What you are asked to do =>
The material below contains a line with "Target: stone balustrade" and a line with "pixel 457 60". Copy exactly those two lines and all lines between them.
==============================
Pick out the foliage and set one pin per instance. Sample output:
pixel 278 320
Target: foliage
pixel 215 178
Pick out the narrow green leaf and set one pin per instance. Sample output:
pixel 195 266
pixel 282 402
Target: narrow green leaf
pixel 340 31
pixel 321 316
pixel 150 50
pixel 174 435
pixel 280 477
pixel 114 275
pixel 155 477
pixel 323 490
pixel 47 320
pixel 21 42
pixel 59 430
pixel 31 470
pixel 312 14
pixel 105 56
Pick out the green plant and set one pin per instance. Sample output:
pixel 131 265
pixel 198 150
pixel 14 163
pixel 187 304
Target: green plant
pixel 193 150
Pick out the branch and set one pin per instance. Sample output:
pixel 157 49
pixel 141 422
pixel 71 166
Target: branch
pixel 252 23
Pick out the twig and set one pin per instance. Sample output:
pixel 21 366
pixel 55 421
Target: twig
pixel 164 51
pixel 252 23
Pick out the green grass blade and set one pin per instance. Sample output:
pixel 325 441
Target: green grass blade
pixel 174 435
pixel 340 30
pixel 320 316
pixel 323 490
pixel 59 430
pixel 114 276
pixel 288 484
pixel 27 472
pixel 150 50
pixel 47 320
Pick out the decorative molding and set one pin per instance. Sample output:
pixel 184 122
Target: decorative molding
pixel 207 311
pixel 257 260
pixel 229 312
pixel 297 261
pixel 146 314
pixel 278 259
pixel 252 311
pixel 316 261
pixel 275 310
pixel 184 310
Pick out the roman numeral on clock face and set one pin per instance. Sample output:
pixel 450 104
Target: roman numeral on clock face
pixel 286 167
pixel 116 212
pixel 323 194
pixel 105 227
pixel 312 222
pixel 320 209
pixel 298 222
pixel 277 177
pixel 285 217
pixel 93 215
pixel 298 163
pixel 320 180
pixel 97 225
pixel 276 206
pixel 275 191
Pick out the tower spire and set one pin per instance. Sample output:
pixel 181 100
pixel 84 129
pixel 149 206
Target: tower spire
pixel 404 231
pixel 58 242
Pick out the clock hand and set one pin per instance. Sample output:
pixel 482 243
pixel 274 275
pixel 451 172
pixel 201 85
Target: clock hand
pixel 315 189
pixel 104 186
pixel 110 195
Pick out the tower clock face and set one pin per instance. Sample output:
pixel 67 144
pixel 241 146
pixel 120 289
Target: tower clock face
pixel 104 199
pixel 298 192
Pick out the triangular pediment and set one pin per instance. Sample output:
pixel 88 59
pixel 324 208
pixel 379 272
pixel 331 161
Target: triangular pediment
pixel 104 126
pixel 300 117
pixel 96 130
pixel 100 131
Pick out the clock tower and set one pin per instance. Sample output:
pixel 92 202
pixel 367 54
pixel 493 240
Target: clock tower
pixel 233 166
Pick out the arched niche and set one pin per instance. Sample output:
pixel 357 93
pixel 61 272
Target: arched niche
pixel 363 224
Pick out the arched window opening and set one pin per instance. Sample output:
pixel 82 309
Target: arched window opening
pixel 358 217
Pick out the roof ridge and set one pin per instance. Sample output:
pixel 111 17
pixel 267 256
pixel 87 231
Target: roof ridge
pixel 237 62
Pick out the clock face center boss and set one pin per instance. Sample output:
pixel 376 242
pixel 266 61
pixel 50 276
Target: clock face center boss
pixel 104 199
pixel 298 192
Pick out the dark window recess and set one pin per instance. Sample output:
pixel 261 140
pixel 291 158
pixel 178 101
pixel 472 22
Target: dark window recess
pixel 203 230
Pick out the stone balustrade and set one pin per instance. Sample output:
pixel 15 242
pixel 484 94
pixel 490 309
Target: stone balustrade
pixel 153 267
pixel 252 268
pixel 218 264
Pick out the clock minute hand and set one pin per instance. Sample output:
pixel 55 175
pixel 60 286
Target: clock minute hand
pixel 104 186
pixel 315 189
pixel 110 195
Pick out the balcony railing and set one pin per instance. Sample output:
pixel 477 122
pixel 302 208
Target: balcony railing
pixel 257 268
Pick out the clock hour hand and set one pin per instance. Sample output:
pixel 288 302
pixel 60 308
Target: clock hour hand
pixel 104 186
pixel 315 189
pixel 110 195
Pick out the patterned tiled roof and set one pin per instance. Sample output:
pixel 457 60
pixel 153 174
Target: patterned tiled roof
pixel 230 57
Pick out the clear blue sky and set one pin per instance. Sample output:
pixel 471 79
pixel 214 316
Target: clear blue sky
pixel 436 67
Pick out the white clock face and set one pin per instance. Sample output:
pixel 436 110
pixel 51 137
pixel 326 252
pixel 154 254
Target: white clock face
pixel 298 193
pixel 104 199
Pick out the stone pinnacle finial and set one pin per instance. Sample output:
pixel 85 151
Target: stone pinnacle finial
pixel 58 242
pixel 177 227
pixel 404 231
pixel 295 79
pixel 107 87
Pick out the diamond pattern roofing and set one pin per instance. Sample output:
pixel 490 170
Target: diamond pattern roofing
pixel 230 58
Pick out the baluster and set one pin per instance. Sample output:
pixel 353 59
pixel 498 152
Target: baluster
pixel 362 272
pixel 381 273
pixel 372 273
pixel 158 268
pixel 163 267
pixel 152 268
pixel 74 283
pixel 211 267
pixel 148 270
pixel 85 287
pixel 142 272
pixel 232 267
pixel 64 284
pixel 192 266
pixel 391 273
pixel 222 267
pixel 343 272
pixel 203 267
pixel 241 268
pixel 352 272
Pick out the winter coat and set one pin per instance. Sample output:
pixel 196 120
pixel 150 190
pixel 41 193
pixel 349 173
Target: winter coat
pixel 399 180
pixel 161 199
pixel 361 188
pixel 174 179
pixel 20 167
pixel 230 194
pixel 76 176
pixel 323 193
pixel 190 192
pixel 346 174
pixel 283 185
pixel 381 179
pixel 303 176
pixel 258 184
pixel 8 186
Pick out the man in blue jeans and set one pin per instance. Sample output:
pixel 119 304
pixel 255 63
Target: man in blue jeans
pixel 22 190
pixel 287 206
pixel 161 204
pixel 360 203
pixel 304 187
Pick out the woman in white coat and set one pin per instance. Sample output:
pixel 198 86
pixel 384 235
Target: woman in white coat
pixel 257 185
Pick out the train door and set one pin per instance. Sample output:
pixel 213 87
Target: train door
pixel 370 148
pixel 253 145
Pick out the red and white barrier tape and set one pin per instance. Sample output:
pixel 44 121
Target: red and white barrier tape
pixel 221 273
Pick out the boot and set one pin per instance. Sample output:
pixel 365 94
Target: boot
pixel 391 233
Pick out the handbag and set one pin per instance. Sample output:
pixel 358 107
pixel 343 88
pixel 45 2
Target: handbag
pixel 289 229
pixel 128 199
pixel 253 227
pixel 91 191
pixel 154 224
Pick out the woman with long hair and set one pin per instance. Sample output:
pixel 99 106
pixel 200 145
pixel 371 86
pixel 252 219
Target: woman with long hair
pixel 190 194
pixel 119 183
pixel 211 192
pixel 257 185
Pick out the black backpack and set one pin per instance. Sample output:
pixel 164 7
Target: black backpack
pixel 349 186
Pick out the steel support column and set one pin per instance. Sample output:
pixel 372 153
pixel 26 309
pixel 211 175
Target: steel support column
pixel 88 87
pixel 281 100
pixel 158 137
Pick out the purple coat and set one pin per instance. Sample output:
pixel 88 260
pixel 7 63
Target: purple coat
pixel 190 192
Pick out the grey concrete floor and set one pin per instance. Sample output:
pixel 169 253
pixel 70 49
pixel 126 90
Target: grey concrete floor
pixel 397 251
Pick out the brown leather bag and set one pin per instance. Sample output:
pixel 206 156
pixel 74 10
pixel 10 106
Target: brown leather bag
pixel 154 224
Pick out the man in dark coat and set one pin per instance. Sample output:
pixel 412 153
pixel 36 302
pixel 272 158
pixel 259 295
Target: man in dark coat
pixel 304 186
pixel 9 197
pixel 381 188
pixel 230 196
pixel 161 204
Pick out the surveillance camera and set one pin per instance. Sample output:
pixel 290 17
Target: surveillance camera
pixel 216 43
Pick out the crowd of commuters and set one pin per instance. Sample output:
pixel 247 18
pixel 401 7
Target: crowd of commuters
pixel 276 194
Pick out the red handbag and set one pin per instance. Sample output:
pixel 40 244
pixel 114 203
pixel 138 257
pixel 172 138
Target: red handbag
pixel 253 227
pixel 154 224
==============================
Exercise answer =>
Target: stone balustrade
pixel 153 267
pixel 252 268
pixel 218 264
Pick out the clock minute hand and set one pin per instance. Sample output:
pixel 55 175
pixel 60 286
Target: clock minute hand
pixel 104 186
pixel 315 189
pixel 110 195
Pick out the balcony railing and set one pin per instance. Sample output:
pixel 477 122
pixel 302 208
Target: balcony railing
pixel 257 268
Pick out the clock hour hand and set one pin per instance. Sample output:
pixel 288 302
pixel 60 308
Target: clock hour hand
pixel 104 186
pixel 315 189
pixel 110 195
Pick out the patterned tiled roof and set one pin per instance. Sample output:
pixel 457 60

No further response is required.